▸ What this exercise asks
1 – According to the About Me section, how many years did the writer live in NYC?
2 – Reproduce everything in the About Me section from "I grew up in" down to "this past October.".

▸ Extract provided
————————

About Me

I grew up in the Blue Ridge Mountains of Virginia where I also attended college and met the love of my life. I lived in NYC for five years with my husband and Westie, Mack Brown before recently moving all the way across the country to Los Angeles. I'm an amateur chef, total foodie, lover of Westies, sports fanatic and self-proclaimed book worm. You'll find a little bit of all these things I love on this blog. And...most importantly, I'm a new mom to the most precious baby boy, Austn Robert, born this past October.

Amanda

Amanda

Brad

Brad

Austin Robert

Austin Robert

Mack Brown

Mack Brown

Wednesday, December 28, 2011

Texas Chili


We're going to San Diego today to watch the Longhorns play the Cal Bears in the Holiday Bowl, so I thought today would be the perfect day to share my Texas chili recipe with you all.

————————

[Stored dataset items]
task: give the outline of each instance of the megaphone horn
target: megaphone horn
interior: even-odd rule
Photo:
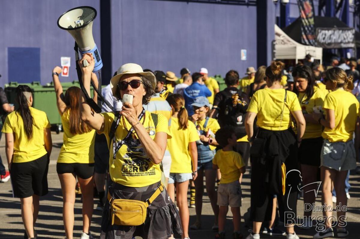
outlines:
[[[97,15],[94,8],[82,6],[71,9],[58,19],[58,26],[71,34],[77,43],[81,55],[87,53],[93,54],[95,60],[93,71],[97,71],[103,67],[101,57],[93,37],[93,22]],[[87,64],[84,61],[84,66]]]

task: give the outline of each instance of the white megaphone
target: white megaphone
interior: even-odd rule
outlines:
[[[81,55],[87,53],[93,54],[95,60],[93,71],[97,71],[103,67],[101,57],[93,37],[93,21],[97,14],[94,8],[80,6],[64,13],[58,19],[58,26],[71,34],[77,43]],[[84,65],[86,63],[84,62]]]

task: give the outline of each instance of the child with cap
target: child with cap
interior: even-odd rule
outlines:
[[[217,189],[217,205],[219,212],[219,232],[216,238],[225,238],[225,225],[226,215],[231,207],[234,224],[233,238],[242,238],[240,230],[240,207],[241,206],[241,187],[239,179],[245,173],[245,165],[241,156],[234,151],[237,139],[234,129],[225,126],[219,130],[215,135],[216,141],[222,147],[218,150],[212,160],[213,168],[220,169],[221,178]]]
[[[215,217],[215,224],[212,229],[217,230],[218,229],[217,217],[219,207],[216,205],[217,195],[215,190],[216,170],[212,168],[212,161],[215,155],[215,149],[216,146],[219,145],[215,139],[214,134],[220,129],[220,126],[216,120],[207,116],[210,110],[210,104],[206,97],[203,96],[196,97],[194,102],[190,105],[193,107],[194,113],[191,116],[192,121],[195,125],[200,137],[200,140],[196,142],[198,151],[198,177],[194,181],[196,192],[195,195],[196,221],[190,228],[196,230],[199,229],[201,226],[201,209],[204,193],[204,175],[206,178],[206,192],[210,198]]]

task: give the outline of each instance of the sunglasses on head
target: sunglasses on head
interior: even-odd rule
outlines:
[[[117,87],[120,89],[120,90],[125,90],[127,89],[127,86],[130,85],[130,86],[132,89],[136,89],[139,88],[140,86],[140,84],[144,84],[141,82],[140,80],[133,80],[129,82],[126,81],[121,81],[117,84]]]

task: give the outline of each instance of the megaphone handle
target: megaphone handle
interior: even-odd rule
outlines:
[[[86,67],[89,65],[89,63],[87,62],[87,61],[86,59],[84,59],[84,61],[82,62],[82,65],[84,65],[84,67]]]

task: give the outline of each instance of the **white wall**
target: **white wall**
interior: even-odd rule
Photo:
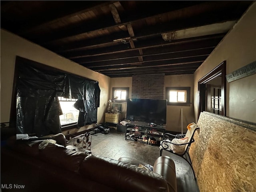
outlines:
[[[94,72],[37,44],[1,30],[1,122],[9,121],[15,59],[16,56],[99,82],[100,88],[98,123],[104,121],[110,78]]]
[[[225,60],[227,74],[256,60],[256,3],[245,12],[194,73],[196,119],[198,81]],[[256,122],[256,74],[230,83],[226,82],[227,116]]]

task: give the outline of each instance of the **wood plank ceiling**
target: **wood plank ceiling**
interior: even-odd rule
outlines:
[[[1,27],[110,77],[192,74],[253,1],[1,1]]]

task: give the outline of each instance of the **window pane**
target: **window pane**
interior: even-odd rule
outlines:
[[[186,102],[186,91],[178,92],[178,102]]]
[[[61,99],[59,97],[60,100],[65,101],[66,100],[63,98],[61,98]],[[75,99],[75,100],[76,101],[77,100]],[[63,114],[60,116],[60,120],[61,125],[77,122],[79,111],[77,110],[73,106],[75,102],[75,101],[60,101],[60,105],[63,113]]]
[[[170,91],[170,102],[177,102],[177,91]]]
[[[115,95],[114,97],[118,97],[118,99],[120,99],[120,98],[121,98],[121,90],[116,90],[115,91]]]
[[[126,97],[126,91],[122,91],[121,93],[121,98],[122,100],[125,100]]]

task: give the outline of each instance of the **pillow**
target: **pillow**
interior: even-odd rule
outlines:
[[[174,138],[172,140],[172,142],[176,144],[183,144],[188,142],[188,138],[184,137],[181,139]],[[170,144],[170,148],[174,152],[178,154],[182,154],[184,153],[186,145],[176,145]]]

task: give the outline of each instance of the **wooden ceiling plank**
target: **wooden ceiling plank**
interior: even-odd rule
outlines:
[[[129,42],[130,43],[130,45],[131,46],[131,48],[132,49],[134,49],[135,48],[135,46],[134,46],[134,43],[132,40],[130,40],[129,41]]]
[[[168,70],[184,70],[184,69],[188,69],[188,70],[192,70],[192,69],[196,69],[198,68],[199,66],[201,65],[202,64],[201,63],[197,63],[195,64],[184,64],[184,65],[180,65],[177,66],[164,66],[164,67],[158,67],[158,69],[161,70],[166,70],[166,71]],[[148,70],[150,70],[150,68],[148,69]],[[145,71],[145,68],[134,68],[132,69],[122,69],[119,70],[119,72],[132,72],[133,71]],[[116,70],[114,70],[112,71],[111,70],[108,70],[104,72],[105,73],[108,73],[109,74],[110,73],[116,73]]]
[[[164,52],[163,51],[158,52],[154,51],[151,53],[150,53],[148,54],[144,54],[143,55],[143,56],[158,56],[162,55],[166,55],[167,54],[175,54],[178,53],[182,53],[186,52],[189,51],[197,51],[200,50],[202,50],[203,52],[207,51],[204,51],[205,49],[208,50],[208,51],[210,51],[210,50],[213,50],[215,47],[215,46],[205,46],[204,47],[196,48],[185,48],[185,49],[184,48],[182,50],[169,50],[168,49],[166,49],[166,51]],[[157,51],[157,50],[156,50]],[[161,50],[162,51],[162,50]],[[110,55],[110,56],[111,55]],[[114,56],[113,56],[112,57],[106,57],[106,56],[98,56],[98,57],[86,57],[86,58],[80,58],[73,59],[73,60],[76,62],[79,63],[80,64],[89,64],[92,63],[97,63],[98,62],[105,62],[110,60],[119,60],[121,59],[127,59],[129,58],[134,58],[139,56],[138,54],[136,52],[129,52],[129,53],[123,53],[121,54],[116,54]]]
[[[207,3],[206,4],[208,3]],[[220,4],[221,4],[221,3],[220,3]],[[206,6],[205,5],[204,6]],[[177,12],[177,13],[175,12],[175,13],[176,13],[175,14],[178,14],[180,12],[180,13],[190,12],[192,13],[193,11],[191,10],[191,7],[187,7],[184,8],[186,10],[187,10],[187,11],[184,11],[183,9],[175,11]],[[193,8],[198,9],[198,7],[195,6],[193,7]],[[212,8],[213,9],[213,8]],[[197,9],[196,9],[196,10],[197,10]],[[214,9],[213,10],[215,10]],[[216,12],[215,13],[212,13],[209,11],[206,13],[205,13],[206,15],[205,15],[204,17],[202,17],[202,15],[199,15],[196,17],[190,16],[188,18],[186,18],[185,19],[180,19],[176,20],[175,21],[172,21],[172,22],[169,23],[161,23],[158,26],[154,25],[154,27],[149,27],[147,29],[144,29],[144,30],[141,30],[140,32],[141,33],[144,32],[148,33],[148,36],[152,35],[152,34],[160,34],[161,33],[167,32],[173,30],[183,29],[188,27],[194,27],[200,25],[204,25],[204,24],[209,24],[210,23],[218,22],[220,21],[224,21],[224,20],[229,20],[232,19],[237,19],[240,16],[240,13],[238,13],[237,14],[234,13],[233,14],[226,14],[220,18],[218,16],[220,15],[220,14],[221,14],[222,13],[220,11],[218,11],[218,12]],[[166,13],[165,13],[165,14],[166,14]],[[156,17],[158,18],[159,17],[159,16],[154,15],[150,17],[155,18]],[[142,19],[140,19],[139,20],[144,20],[147,18],[143,18]],[[83,24],[80,23],[79,24],[78,24],[77,27],[73,26],[72,28],[70,30],[67,29],[66,30],[64,30],[63,29],[61,29],[60,30],[60,31],[58,31],[58,30],[55,31],[55,33],[57,33],[58,36],[55,36],[54,34],[48,34],[46,36],[45,38],[42,40],[41,42],[46,42],[47,43],[50,43],[51,42],[57,41],[58,40],[64,39],[69,37],[88,33],[90,32],[96,31],[97,30],[102,30],[104,29],[108,29],[109,28],[118,27],[121,25],[127,26],[129,24],[132,24],[133,22],[135,22],[137,21],[137,20],[129,20],[128,22],[122,22],[118,24],[113,25],[112,24],[110,24],[110,22],[108,22],[106,18],[104,18],[104,19],[101,18],[98,21],[94,21],[94,25],[88,24],[90,24],[87,23]],[[176,25],[177,25],[178,27],[174,27],[174,26],[175,26]],[[81,25],[86,26],[86,27],[81,27]],[[88,27],[88,26],[90,26],[91,27]],[[153,33],[152,33],[150,31],[150,30],[153,30],[152,31],[154,32]],[[143,32],[142,32],[141,31],[143,31]]]
[[[109,4],[112,4],[116,2],[116,1],[99,1],[97,2],[96,1],[91,1],[90,2],[86,1],[86,2],[84,2],[83,3],[84,4],[85,6],[77,6],[77,3],[83,3],[82,1],[81,1],[80,2],[76,3],[76,5],[75,6],[75,7],[76,8],[76,9],[71,9],[70,6],[66,6],[67,9],[65,11],[64,11],[63,10],[63,8],[65,7],[64,5],[62,5],[62,8],[59,10],[60,14],[59,14],[59,15],[55,16],[54,17],[51,17],[50,16],[48,17],[41,17],[43,19],[41,21],[39,20],[38,18],[36,18],[34,19],[35,20],[34,22],[29,22],[28,21],[28,23],[30,23],[30,24],[28,24],[26,28],[22,28],[21,26],[17,32],[21,34],[28,33],[36,29],[42,28],[47,27],[49,25],[56,23],[60,20],[66,20],[74,16],[90,11],[92,9],[96,9],[102,6],[106,6]],[[74,4],[74,3],[72,3],[72,4]],[[48,13],[47,15],[48,14],[49,14],[49,12]]]
[[[168,64],[170,65],[174,65],[177,64],[177,63],[184,63],[185,64],[188,62],[202,62],[204,61],[206,58],[207,57],[207,56],[199,56],[197,57],[193,57],[191,58],[182,58],[179,59],[170,59],[169,60],[153,60],[153,61],[144,61],[143,62],[123,62],[122,63],[118,63],[116,64],[109,63],[108,64],[99,64],[97,65],[95,64],[94,65],[90,65],[88,66],[88,65],[82,65],[86,67],[89,67],[90,68],[94,68],[96,69],[97,68],[108,68],[109,69],[111,69],[113,68],[116,68],[116,67],[123,67],[124,66],[130,66],[131,65],[134,65],[135,64],[138,64],[139,63],[140,64],[142,64],[144,66],[144,67],[145,67],[145,66],[149,67],[150,66],[165,66],[165,65]]]
[[[201,41],[206,40],[212,39],[215,39],[216,41],[218,41],[218,43],[224,36],[224,34],[221,34],[215,36],[207,36],[206,37],[200,37],[200,38],[192,38],[188,39],[174,40],[171,42],[163,41],[160,42],[156,42],[155,43],[157,43],[157,44],[155,44],[154,45],[154,43],[153,42],[146,42],[139,45],[138,45],[138,44],[137,44],[138,45],[136,46],[136,48],[132,50],[129,49],[129,48],[123,45],[121,45],[115,46],[114,47],[109,47],[107,49],[106,49],[106,48],[100,48],[98,50],[88,50],[86,52],[75,52],[74,53],[68,53],[64,55],[70,59],[72,59],[82,57],[86,57],[86,56],[98,56],[105,54],[122,53],[135,49],[138,50],[140,48],[148,49],[149,48],[155,48],[158,47],[162,47],[163,46],[166,46],[171,45],[174,46],[174,45],[185,44],[186,43],[198,42]],[[145,44],[146,43],[148,44]]]
[[[120,66],[120,67],[116,68],[94,68],[93,69],[92,69],[92,68],[91,68],[90,69],[92,69],[92,70],[95,70],[95,71],[112,71],[112,70],[113,70],[113,71],[115,70],[116,71],[117,71],[117,70],[120,70],[121,69],[126,70],[126,69],[136,69],[136,68],[137,69],[144,68],[146,70],[151,68],[158,68],[158,67],[162,67],[162,66],[174,66],[174,65],[175,66],[175,65],[184,65],[186,64],[192,64],[197,63],[200,63],[201,64],[202,64],[204,61],[204,60],[203,60],[202,61],[190,61],[190,62],[186,62],[176,63],[175,64],[161,64],[161,65],[154,65],[154,66]]]
[[[144,58],[144,61],[145,62],[152,62],[152,61],[160,61],[166,60],[171,60],[173,59],[183,59],[186,58],[191,58],[192,57],[198,57],[200,56],[207,56],[211,53],[212,51],[213,50],[213,48],[207,49],[203,50],[196,50],[194,51],[185,51],[181,52],[176,53],[172,53],[171,54],[161,54],[159,55],[156,55],[153,57],[151,55],[148,55],[149,58],[147,58],[146,56],[144,56],[146,57],[146,58]],[[139,56],[138,57],[141,57]],[[131,62],[132,61],[134,61],[136,62],[137,61],[136,58],[137,57],[133,57],[129,58],[126,58],[122,59],[118,59],[116,60],[106,60],[102,62],[80,62],[80,64],[83,64],[84,65],[86,65],[87,67],[90,67],[91,66],[105,66],[106,65],[111,64],[113,65],[118,64],[122,64],[123,63],[125,63]],[[143,60],[140,60],[140,61],[143,61]]]
[[[129,34],[130,35],[130,37],[134,37],[134,32],[133,31],[133,29],[132,29],[132,24],[129,23],[127,24],[127,30],[128,30],[128,32],[129,32]]]
[[[119,16],[119,14],[116,6],[114,4],[110,4],[108,6],[110,9],[111,13],[116,23],[118,24],[121,23],[121,19]]]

————————

▸ Exercise solutions
1 – Five years.

2 –
I grew up in the Blue Ridge Mountains of Virginia where I also attended college and met the love of my life. I lived in NYC for five years with my husband and Westie, Mack Brown before recently moving all the way across the country to Los Angeles. I'm an amateur chef, total foodie, lover of Westies, sports fanatic and self-proclaimed book worm. You'll find a little bit of all these things I love on this blog. And...most importantly, I'm a new mom to the most precious baby boy, Austn Robert, born this past October.